(Arrahmah.id) — Sebagai muslim, kita terikat keharusan untuk memandang semua peristiwa dengan perspektif Ilahi. Hal ini merupakan konsekuensi status kita sebagai hamba di hadapan Allah. Sebagaimana prajurit, ia tak punya agenda sendiri, ia hanya menurut pada agenda panglima tertinggi. Karenanya, tak punya cara pandang sendiri. Posisi sebagai hamba bahkan lebih rendah dibanding posisi sebagai prajurit, karena itu tingkat ketundukan hamba harus lebih tinggi dibanding prajurit.
Perang antara Iran dengan “Israel” harus dipandang dengan perspektif ini. Kita perlu memahami bagaimana pandangan Allah terhadap peristiwa tersebut. Tentu saja tidak dengan cara bertanya langsung kepada Allah, tapi dengan merujuk pada firman-Nya.
Inilah problemnya. Firman-Nya sudah ada sejak 1.500 tahun yang lalu, sementara peristiwanya baru saja terjadi. Tapi itulah keunikan Al-Qur’an, sudah menyediakan sejumlah teori yang bisa dipakai untuk memahami peristiwa yang baru terjadi dengan cara pandang Ilahi. Karena itu kita akan mencoba untuk menemukannya.
Sunnatullah: Benturan Antar Kekuatan Manusia
Dahulu, ketika pasukan Abrahah datang menyerbu Ka’bah, cara Allah menghancurkannya adalah dengan mendatangkan burung Ababil yang membawa batu kerikil api. Hal ini disebabkan tak ada kekuatan manusia di Makkah yang mampu menghalau kebengisan Abrahah.
Tapi zaman sudah berubah. Tatkala manusia sudah bisa membuat senjata yang memiliki daya hancur yang bahkan melebihi batu api burung Ababil, maka Allah tak memerlukan kehadiran burung Ababil. Allah cukup membuat plot konflik sesama manusia, lalu masing-masing pihak menjadi burung Ababil buat yang lain.
Maknanya, senjata Iran memainkan peran sebagai burung Ababil yang dipakai oleh Allah untuk membakar “Israel”. Sebaliknya, senjata “Israel” menjadi burung Ababil yang digunakan oleh Allah untuk membakar Iran. “Israel” berlumuran darah umat Islam Palestina, sementara Iran berlumuran darah Ahlus Sunnah di Suriah, Irak, Lebanon, dan Yaman. Keduanya saling membakar sebagai hukuman dari Allah.

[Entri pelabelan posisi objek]

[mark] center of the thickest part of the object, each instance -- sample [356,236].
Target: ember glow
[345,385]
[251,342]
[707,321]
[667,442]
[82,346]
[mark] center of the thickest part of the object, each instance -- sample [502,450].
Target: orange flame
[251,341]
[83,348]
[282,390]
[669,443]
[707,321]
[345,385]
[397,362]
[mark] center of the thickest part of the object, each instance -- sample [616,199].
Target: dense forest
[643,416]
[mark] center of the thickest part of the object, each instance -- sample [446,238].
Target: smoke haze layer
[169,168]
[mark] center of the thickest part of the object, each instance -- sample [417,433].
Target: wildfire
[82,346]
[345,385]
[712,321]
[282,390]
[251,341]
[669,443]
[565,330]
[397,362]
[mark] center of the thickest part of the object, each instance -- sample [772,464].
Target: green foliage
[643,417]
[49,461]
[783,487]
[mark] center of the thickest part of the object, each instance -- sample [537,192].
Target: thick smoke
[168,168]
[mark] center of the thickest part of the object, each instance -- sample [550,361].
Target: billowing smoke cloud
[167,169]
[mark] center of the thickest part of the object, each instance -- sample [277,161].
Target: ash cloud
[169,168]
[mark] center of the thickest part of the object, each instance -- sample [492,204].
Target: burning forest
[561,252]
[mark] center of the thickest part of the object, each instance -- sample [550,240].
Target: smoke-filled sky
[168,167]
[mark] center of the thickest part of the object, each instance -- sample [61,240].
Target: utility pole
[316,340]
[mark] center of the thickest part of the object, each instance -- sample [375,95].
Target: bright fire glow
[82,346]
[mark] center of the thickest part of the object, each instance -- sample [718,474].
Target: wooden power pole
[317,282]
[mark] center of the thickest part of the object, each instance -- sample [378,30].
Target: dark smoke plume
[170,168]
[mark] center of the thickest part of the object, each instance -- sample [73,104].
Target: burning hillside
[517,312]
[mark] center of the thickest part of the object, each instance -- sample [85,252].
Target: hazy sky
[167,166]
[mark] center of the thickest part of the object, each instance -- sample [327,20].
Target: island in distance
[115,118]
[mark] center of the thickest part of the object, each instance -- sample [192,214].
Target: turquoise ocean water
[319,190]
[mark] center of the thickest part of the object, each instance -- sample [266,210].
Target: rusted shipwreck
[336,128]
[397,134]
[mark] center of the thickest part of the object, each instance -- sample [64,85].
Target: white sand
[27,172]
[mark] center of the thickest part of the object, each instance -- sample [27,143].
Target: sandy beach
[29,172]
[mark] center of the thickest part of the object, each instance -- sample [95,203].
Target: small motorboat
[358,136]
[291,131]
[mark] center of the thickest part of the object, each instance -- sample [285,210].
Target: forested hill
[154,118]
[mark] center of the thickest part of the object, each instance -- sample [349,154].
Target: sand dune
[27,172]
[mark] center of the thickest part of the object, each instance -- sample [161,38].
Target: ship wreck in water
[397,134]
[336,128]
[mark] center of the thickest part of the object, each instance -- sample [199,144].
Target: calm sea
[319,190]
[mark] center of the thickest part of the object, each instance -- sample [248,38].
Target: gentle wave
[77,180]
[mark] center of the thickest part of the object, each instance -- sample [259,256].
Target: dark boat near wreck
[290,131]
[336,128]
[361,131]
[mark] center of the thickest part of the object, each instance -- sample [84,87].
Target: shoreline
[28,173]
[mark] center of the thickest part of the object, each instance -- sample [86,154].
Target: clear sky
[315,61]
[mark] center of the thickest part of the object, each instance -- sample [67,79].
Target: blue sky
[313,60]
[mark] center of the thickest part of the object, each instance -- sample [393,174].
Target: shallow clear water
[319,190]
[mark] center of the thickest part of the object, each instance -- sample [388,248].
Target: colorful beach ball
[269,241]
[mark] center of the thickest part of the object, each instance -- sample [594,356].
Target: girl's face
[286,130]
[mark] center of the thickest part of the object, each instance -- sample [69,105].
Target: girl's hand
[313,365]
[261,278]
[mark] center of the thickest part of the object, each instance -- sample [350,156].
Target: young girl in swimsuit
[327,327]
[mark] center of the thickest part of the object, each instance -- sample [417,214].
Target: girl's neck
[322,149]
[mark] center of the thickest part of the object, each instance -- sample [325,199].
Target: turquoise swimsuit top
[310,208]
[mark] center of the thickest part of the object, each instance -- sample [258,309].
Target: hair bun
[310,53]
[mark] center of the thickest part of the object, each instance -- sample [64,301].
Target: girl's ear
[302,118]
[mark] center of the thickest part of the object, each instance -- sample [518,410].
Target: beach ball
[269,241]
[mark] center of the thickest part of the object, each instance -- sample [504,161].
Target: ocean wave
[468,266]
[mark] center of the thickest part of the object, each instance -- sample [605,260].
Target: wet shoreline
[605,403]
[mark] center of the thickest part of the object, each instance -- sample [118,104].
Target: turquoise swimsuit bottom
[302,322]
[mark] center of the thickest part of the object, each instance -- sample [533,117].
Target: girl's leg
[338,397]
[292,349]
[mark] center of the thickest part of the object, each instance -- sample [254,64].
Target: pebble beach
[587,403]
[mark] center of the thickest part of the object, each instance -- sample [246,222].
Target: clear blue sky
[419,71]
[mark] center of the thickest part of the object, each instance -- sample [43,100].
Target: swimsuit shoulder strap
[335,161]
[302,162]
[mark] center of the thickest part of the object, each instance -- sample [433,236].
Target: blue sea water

__TUGAS ANDA__
Menurut teks halaman, kenapa Allah sekarang tidak lagi memerlukan burung Ababil? Jelaskan dalam satu sampai tiga kalimat. Data ini diambil dari sumber yang berbeda.

__HASIL__
Manusia sekarang sudah bisa membuat senjata yang daya hancurnya bahkan melebihi batu api burung Ababil. Karena itu, Allah cukup membuat konflik antarmanusia, lalu setiap pihak menjadi burung Ababil bagi pihak lain.